WRITTEN REQUEST 1:
Answer these questions about the forum thread below:
(a) According to the documentation quoted in the thread, what is the default value of the parameter 'reduction'?
(b) In the post about the training warning, what shape does the label y have?
(c) According to anirudh, what has replaced reduce in PyTorch?

SOURCE DOCUMENT:
[START]
Continue Discussion 34 replies
Jun '20

hy38

I’m trying to understand question 1.

I think the question is somewhere wrong.

When I replaced nn.MSELoss() with `nn.MSELoss(reduction=‘mean’)’, the results were almost the same.

And so I searched the pytorch docs for information and is said that,

the parameter ‘reduction’ has default value of ‘mean’.

To sum it up, the question 1 is asking the difference of same code.

I guess this should be fixed.

Below is the description about parameter ‘reduction’.

reduction ( string , optional ) – Specifies the reduction to apply to the output: 'none' | 'mean' | 'sum' . 'none' : no reduction will be applied, 'mean' : the sum of the output will be divided by the number of elements in the output, 'sum' : the output will be summed. Note: size_average and reduce are in the process of being deprecated, and in the meantime, specifying either of those two args will override reduction . Default: 'mean'

1 reply
Jun '20 ▶ hy38

goldpiggy

Great catch @hy38! We will fix it!

3 replies
Jun '20 ▶ goldpiggy

hy38

Glad it helped!
Thanks for fixing it!

Jun '20

StevenJokes

I’m confused of "size_average and reduce are in the process of being deprecated" .
I need to ask you to confirm that I’m right about reduction ( string , optional ) can replace the others.

1 reply
Jun '20 ▶ StevenJokes

anirudh

Yes reduce is deprecated in pytorch and has been replaced by reduction

Jun '20

StevenJokes

  1. CLASS torch.nn.SmoothL1Loss(size_average=None, reduce=None, reduction='mean')
  2. print(net[0].weight.grad())
    For more:
    Search for accessing the gradient:https://d2l.ai/chapter_deep-learning-computation/parameters.html
Jun '20

cz17372

I got a problem when running the training code. I got the following warning message:

*/usr/local/lib/python3.6/dist-packages/torch/nn/modules/loss.py:432: UserWarning: Using a target size (torch.Size([500])) that is different to the input size (torch.Size([500, 1])). This will likely lead to incorrect results due to broadcasting. Please ensure they have the same size.*
*  return F.mse_loss(input, target, reduction=self.reduction)*

I looked into the code and find that net(X) produces a tensor with shape (500,1) while the label y has a shape (500). I think it should be better to use loss(net(X).reshape(y.shape)) instead of loss(net(X),y)

2 replies
Jun '20 ▶ cz17372

StevenJokes

I think what you say is good but not better.
In example,


You’d better use loss(net(X),y.reshape(net(X).shape).
?Am I right :slightly_smiling_face:

1 reply
Jun '20 ▶ StevenJokes

cz17372

Thanks for the reply. Why is loss(net(X),y.reshape(net(X).shape)) better? Will it have a faster speed? Cause I think both loss(net(X).reshape(y.shape) and loss(net(X),y.reshape(net(X).shape)) are doing the same thing (i.e. to make sure that X and y are of the same dimension) except they may have different execution time.

Forgive me if I am talking nonsense. I am quite new to deep learning and PyTorch so I am a bit confused. :joy:

Jun '20 ▶ cz17372

Kushagra_Chaturvedy

In the very first cell of the page, when were generating the data, there is the line:
labels = labels.reshape(-1,1)
[END]
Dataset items
[START]
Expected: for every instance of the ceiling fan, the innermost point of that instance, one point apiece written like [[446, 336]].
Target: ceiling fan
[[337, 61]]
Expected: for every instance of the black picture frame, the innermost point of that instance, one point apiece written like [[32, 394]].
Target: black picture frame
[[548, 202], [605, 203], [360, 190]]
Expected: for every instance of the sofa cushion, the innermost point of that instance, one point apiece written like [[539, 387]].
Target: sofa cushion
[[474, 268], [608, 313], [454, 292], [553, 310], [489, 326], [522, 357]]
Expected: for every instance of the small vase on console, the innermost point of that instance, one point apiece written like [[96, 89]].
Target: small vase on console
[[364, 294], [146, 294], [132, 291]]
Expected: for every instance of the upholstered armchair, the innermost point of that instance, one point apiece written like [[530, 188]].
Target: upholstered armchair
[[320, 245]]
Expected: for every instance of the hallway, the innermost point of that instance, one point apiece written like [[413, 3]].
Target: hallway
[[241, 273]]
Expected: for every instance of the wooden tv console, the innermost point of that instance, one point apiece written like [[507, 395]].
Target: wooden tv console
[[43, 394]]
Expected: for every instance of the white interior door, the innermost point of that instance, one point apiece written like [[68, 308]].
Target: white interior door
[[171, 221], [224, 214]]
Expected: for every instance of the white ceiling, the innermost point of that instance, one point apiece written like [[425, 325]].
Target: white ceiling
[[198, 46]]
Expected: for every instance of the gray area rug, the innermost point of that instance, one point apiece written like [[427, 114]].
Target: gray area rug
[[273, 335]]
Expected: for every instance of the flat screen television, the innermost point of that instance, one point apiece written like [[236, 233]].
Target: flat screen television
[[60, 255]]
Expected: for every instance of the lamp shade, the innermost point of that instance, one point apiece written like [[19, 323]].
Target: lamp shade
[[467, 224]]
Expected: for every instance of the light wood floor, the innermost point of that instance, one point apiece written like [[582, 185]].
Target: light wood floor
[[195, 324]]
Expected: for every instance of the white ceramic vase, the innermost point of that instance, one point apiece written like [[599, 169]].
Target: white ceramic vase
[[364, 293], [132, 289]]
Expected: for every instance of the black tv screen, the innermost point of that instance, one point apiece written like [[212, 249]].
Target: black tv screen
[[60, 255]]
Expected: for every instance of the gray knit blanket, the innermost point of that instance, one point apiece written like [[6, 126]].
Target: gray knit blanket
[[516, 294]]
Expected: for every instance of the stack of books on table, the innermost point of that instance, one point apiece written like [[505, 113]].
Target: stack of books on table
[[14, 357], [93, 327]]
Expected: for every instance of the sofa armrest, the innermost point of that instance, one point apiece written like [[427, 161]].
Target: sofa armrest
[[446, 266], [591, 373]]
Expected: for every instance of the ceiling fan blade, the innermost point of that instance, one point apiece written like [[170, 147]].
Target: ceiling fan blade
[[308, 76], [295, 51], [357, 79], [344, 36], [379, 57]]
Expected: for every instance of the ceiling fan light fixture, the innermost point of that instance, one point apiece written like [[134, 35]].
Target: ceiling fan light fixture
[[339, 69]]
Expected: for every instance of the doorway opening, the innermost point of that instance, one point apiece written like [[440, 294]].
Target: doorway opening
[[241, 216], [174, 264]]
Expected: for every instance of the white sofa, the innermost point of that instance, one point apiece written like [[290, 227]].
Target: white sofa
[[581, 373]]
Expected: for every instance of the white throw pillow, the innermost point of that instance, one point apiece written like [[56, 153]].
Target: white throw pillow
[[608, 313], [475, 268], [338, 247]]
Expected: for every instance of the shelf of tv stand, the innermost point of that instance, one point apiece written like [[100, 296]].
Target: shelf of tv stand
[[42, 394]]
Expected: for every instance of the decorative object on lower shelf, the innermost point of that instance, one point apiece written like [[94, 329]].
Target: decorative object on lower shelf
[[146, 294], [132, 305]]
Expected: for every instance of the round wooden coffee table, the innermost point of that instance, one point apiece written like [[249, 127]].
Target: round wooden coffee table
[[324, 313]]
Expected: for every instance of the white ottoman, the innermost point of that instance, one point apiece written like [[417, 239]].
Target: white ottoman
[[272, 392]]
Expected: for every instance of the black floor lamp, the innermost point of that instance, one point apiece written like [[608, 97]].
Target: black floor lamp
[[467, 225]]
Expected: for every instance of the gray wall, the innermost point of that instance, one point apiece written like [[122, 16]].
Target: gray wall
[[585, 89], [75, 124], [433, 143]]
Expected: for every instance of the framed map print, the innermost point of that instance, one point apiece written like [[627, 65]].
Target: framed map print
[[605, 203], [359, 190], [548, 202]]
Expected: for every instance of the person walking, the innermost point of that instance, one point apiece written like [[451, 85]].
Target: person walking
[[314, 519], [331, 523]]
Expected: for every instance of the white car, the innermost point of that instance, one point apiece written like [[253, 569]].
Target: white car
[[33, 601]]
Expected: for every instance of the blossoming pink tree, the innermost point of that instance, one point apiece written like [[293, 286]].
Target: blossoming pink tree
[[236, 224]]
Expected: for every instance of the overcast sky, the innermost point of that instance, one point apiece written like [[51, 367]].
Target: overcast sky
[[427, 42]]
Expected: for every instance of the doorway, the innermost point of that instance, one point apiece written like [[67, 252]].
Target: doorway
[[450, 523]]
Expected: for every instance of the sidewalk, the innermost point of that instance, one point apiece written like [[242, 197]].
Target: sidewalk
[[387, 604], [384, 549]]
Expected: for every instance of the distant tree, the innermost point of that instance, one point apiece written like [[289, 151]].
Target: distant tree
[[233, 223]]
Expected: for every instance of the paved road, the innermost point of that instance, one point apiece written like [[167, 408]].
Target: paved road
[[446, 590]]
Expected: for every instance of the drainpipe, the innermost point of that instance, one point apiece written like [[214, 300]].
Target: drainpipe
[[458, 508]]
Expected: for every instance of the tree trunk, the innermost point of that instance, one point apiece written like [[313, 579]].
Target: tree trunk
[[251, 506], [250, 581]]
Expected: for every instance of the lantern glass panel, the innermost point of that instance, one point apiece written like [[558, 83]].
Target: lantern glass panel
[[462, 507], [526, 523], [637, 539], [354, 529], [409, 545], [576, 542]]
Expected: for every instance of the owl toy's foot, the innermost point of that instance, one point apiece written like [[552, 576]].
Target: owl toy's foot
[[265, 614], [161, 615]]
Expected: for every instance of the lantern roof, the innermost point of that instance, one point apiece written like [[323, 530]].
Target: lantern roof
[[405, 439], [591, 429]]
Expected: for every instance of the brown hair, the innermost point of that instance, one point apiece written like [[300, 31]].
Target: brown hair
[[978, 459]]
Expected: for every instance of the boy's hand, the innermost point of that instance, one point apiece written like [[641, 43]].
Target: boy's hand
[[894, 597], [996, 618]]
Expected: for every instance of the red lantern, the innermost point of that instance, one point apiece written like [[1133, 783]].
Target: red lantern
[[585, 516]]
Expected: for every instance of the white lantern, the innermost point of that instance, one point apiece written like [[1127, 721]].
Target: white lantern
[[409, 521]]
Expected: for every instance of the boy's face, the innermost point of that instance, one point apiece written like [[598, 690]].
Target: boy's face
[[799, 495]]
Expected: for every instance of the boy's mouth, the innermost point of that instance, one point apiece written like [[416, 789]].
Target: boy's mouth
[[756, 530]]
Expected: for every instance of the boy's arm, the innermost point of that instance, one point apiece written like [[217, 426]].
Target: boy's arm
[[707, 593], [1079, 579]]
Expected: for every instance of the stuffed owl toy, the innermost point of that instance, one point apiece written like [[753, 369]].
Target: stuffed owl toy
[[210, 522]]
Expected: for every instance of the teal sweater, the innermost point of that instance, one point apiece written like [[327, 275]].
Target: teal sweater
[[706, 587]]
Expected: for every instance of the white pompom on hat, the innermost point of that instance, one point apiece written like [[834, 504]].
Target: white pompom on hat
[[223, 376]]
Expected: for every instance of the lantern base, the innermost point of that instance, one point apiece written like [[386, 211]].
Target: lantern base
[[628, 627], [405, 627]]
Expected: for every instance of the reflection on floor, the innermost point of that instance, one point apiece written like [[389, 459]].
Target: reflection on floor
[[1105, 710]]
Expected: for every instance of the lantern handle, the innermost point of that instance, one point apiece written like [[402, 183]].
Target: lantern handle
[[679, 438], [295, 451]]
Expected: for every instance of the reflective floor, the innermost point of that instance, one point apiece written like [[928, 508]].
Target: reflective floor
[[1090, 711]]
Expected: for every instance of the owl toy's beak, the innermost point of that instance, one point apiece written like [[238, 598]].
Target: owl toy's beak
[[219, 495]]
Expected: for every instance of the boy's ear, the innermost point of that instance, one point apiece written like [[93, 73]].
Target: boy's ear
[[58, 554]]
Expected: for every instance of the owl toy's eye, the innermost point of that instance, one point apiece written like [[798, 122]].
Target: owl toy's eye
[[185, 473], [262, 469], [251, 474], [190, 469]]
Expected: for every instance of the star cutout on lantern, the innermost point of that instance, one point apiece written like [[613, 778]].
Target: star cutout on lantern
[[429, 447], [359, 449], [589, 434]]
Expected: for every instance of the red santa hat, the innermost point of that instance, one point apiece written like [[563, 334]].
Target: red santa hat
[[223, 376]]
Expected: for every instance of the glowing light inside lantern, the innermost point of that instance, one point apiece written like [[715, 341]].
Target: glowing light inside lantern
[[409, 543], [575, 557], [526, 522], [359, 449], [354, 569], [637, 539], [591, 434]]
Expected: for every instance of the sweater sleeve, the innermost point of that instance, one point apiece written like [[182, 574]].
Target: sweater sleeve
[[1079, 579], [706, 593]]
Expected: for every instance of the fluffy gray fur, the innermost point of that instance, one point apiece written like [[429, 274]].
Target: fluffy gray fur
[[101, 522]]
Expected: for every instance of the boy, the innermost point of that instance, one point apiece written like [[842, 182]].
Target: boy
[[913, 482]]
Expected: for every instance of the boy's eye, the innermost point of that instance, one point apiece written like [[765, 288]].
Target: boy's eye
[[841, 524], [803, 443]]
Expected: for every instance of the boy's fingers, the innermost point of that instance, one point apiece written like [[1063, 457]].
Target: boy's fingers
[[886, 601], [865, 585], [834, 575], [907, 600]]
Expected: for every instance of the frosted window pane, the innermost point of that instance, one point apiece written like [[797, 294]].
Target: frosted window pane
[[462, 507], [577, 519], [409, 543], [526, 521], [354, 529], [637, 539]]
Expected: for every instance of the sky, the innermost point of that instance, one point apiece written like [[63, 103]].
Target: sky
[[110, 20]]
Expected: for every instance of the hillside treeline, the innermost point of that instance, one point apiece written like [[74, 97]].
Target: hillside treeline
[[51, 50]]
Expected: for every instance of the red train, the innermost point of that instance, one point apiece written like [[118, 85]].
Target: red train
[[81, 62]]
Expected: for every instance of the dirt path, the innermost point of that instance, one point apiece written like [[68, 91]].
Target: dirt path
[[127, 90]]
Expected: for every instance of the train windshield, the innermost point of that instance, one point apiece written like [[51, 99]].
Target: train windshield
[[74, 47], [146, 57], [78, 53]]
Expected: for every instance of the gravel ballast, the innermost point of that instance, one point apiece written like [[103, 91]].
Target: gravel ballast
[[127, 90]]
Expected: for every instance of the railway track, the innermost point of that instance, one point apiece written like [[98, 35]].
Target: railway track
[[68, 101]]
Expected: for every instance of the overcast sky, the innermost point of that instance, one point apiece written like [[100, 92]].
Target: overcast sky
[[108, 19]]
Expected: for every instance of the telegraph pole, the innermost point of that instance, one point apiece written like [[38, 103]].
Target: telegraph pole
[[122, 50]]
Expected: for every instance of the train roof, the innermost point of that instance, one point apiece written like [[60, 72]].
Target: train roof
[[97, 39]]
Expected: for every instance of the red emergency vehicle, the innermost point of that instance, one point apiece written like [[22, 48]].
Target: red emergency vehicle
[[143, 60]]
[END]
WRITTEN REQUEST 2: Repeat the lines of the rows above, beginning at the line that contains "Expected: for every instance of the white ceiling, the" and stopping after the line that contains "[[273, 335]]".

WORKED ANSWER 1:
(a) 'mean'
(b) (500)
(c) reduction

WORKED ANSWER 2:
Expected: for every instance of the white ceiling, the innermost point of that instance, one point apiece written like [[425, 325]].
Target: white ceiling
[[198, 46]]
Expected: for every instance of the gray area rug, the innermost point of that instance, one point apiece written like [[427, 114]].
Target: gray area rug
[[273, 335]]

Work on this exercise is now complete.